Page extract:
_ _ _

# Telecommunication



## Speedy Petey (Jan 10, 2007)

I'm not sure. What are some of the other questions on the test?


----------



## Jordan De Armas (Jan 28, 2009)

*Telecommunications*

What is the inductance reactance of 40hertz and 400hertz


----------



## Speedy Petey (Jan 10, 2007)

Nope, I got nuthin'. Sorry.


----------



## Speedy Petey (Jan 10, 2007)

Is there any chance you could study to find the answers?


----------



## sherman (Sep 29, 2008)

Can you make this a multiple choice??


----------



## Trimix-leccy (Dec 4, 2007)

http://ourworld.compuserve.com/homepages/Bill_Bowden/XLC.htm

But only if you know the inductance in the first place

Xl = wL

w = 2 x Pi x f

Well it was 30+ years ago when I used to care:whistling2:


----------



## hbiss (Mar 1, 2008)

2w in x .25= 0.5w

Formula for power ratio is:

10 x (log P1/P2) 

So

10 x (log 2/.5)= -6.02db

Simple rule of thumb for you to remember is 1/4 the power is -6db. That's what they are asking.

_ _ _

Supplied records:
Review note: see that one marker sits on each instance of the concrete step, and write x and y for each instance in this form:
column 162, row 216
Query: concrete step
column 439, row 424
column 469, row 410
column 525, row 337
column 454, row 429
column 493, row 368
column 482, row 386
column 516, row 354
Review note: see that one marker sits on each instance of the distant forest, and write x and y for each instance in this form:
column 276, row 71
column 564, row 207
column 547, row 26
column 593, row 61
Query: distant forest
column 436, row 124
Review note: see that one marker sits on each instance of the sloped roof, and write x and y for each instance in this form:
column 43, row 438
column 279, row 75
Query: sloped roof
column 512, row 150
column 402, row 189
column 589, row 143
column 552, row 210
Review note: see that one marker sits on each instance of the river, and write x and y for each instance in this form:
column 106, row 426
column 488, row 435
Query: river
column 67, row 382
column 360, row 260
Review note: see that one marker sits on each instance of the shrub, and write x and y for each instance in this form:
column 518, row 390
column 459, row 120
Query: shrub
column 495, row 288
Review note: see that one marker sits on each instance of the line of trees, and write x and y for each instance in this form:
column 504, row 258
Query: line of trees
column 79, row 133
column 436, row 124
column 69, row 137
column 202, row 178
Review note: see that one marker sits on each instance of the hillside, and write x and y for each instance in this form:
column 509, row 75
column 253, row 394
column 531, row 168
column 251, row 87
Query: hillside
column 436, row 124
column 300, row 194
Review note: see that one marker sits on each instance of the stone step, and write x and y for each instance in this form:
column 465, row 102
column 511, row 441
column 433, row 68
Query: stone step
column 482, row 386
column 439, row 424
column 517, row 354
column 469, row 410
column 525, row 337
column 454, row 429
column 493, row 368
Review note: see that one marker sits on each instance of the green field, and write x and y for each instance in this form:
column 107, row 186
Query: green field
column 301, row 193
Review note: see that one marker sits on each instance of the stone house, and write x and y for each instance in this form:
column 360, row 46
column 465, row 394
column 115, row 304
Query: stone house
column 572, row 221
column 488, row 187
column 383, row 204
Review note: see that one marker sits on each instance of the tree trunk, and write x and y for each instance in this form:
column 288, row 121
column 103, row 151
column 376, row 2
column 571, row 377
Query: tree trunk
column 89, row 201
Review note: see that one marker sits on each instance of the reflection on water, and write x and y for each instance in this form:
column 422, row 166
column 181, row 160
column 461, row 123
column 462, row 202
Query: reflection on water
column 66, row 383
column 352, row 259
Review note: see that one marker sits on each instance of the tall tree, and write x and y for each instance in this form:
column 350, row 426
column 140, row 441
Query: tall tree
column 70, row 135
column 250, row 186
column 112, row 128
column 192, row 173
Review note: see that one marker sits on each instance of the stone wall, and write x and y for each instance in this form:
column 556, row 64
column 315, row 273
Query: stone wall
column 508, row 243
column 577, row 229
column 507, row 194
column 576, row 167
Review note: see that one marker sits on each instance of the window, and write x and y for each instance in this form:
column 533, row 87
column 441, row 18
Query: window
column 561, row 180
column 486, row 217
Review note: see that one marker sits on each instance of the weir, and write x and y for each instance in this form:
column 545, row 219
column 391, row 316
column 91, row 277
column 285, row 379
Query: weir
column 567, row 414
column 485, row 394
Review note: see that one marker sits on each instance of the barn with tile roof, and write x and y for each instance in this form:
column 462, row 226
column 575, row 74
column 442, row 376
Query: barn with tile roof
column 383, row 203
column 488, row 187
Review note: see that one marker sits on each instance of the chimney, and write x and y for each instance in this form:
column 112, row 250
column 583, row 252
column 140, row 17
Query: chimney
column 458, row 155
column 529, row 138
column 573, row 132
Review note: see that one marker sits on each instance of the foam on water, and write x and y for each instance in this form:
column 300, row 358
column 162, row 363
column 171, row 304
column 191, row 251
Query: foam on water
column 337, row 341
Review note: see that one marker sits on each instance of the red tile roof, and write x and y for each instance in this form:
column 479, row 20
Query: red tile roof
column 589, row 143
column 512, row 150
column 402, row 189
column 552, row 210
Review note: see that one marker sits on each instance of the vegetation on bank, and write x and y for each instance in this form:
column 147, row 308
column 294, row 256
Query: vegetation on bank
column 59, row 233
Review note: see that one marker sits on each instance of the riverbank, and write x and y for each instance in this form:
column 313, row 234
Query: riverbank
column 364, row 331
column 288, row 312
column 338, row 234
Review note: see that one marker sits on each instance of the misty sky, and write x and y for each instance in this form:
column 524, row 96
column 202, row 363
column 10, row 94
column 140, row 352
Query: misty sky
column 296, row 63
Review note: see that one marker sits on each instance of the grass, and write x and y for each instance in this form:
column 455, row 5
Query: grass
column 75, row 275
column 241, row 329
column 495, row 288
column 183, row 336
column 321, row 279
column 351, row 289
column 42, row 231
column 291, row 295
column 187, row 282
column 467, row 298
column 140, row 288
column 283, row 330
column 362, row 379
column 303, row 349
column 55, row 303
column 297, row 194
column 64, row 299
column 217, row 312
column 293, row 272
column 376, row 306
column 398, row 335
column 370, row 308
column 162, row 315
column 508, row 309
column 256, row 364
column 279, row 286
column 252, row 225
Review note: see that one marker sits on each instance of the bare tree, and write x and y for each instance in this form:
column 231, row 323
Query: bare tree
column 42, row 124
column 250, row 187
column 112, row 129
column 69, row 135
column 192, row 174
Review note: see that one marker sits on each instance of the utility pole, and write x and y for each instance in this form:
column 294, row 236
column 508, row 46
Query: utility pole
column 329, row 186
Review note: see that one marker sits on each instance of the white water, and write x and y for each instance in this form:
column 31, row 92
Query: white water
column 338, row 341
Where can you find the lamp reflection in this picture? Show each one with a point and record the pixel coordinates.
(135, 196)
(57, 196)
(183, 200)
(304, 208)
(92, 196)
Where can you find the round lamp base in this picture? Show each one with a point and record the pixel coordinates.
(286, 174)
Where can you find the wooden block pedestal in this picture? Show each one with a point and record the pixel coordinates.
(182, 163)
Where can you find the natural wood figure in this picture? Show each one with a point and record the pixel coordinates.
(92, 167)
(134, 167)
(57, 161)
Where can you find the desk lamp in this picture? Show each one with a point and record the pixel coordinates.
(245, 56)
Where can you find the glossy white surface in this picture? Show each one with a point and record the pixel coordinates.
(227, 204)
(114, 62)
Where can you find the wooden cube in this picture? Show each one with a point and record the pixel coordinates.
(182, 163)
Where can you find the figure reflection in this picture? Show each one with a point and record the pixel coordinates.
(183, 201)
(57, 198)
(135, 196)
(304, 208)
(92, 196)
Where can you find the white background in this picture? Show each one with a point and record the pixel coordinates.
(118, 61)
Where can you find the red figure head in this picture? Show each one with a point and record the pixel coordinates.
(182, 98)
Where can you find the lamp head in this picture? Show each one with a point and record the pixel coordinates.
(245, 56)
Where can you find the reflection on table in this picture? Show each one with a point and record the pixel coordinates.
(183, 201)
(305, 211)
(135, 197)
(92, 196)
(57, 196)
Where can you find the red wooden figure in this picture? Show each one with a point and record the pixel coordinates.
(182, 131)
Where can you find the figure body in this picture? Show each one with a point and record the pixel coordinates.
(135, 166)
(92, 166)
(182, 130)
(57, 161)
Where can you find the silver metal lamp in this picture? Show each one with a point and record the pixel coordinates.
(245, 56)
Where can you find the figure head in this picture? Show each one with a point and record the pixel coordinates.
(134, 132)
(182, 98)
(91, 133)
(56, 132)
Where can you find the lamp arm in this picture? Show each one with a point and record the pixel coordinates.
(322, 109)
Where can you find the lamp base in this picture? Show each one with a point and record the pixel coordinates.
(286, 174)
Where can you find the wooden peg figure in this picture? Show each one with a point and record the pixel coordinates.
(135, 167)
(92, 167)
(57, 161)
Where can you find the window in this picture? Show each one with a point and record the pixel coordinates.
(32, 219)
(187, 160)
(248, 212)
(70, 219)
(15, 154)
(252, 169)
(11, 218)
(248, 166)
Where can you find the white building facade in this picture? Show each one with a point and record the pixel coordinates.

_ _ _

What you need to do:
1/ Quote the telecommunication thread from "# Telecommunication" to "(Jan 28, 2009)".
2/ Extend the telecommunication thread, beginning after its final sentence.
The records are separate from the telecommunication thread.

Results in order:
1/
# Telecommunication



## Speedy Petey (Jan 10, 2007)

I'm not sure. What are some of the other questions on the test?


----------



## Jordan De Armas (Jan 28, 2009)

2/
-Hal


----------



## cdnelectrician (Mar 14, 2008)

I am sorry if I am out of line here...but PLEASE improve your grammar, spelling and punctuation when posting. We are all guilty of the above, but this is bad! Give us some backround on your problem and we will help!


----------



## hbiss (Mar 1, 2008)

I agree. I had to read tht several times myself. This is what he appeared to say:

A 2 watt signal is is input (to a pair of wire, device etc.) and the output is .25 attenuation. What is the decibel loss? 

In other words what is a power loss of .25 (or one-fourth) expressed in db.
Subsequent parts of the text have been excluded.